■ SET PROBLEM
Give the data below again exactly as written, without its pictures.

***** SUPPLIED INFORMATION

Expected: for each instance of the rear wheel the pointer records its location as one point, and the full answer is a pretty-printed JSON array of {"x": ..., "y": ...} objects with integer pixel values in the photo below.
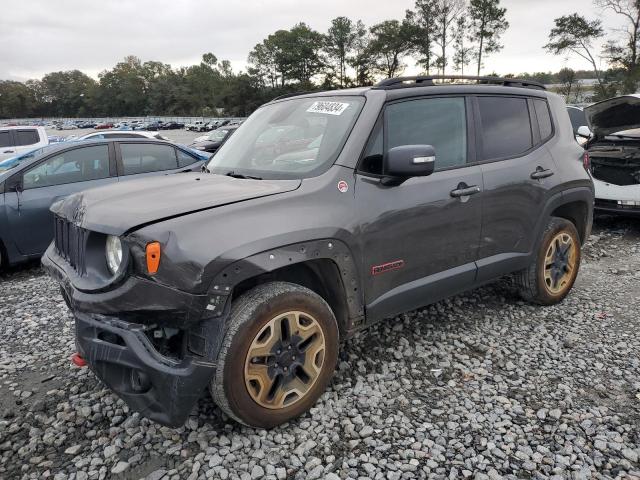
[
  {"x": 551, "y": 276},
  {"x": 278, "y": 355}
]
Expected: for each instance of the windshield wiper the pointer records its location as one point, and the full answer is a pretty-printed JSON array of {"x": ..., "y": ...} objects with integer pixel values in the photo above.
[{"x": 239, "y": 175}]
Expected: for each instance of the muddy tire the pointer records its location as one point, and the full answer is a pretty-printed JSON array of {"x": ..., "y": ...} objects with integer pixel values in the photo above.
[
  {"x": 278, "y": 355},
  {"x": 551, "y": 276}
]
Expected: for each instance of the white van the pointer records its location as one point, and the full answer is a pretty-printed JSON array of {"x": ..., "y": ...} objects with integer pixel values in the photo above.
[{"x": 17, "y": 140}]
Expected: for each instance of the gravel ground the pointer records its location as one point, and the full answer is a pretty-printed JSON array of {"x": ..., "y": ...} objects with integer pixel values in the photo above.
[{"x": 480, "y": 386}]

**********

■ TASK RESPONSE
Expected: for each instance of the rear wheel the pointer records its location as one point, and the full answer is a pretty-printed JSON array of {"x": ..., "y": ...} objects with integer pixel values in the photo below.
[
  {"x": 551, "y": 276},
  {"x": 278, "y": 355}
]
Expected: for each instance of the windshield wiper the pointer records its location as one point, and the full answer is a pretty-printed JSON array of {"x": ..., "y": ...} objects with integer pixel values in the photo above.
[{"x": 239, "y": 175}]
Expected: for each instance of the muddy tire the pointer records its location as one point, and the full answer is a pretty-printed JSON array of {"x": ..., "y": ...} objects with integer pixel values in the photo above.
[
  {"x": 278, "y": 355},
  {"x": 551, "y": 276}
]
Expected: for each instance of the white van the pointer records its location as one point, and the full answer is a pretty-printed JSON array of {"x": ..., "y": ...} objects with integer pixel values in the photo above.
[{"x": 17, "y": 140}]
Expected: for each instance of the gravel ground the pointer records its location as one point, and the full answer is a pretty-printed JSON array of {"x": ..., "y": ...} objects with integer pixel values in the photo above.
[{"x": 480, "y": 386}]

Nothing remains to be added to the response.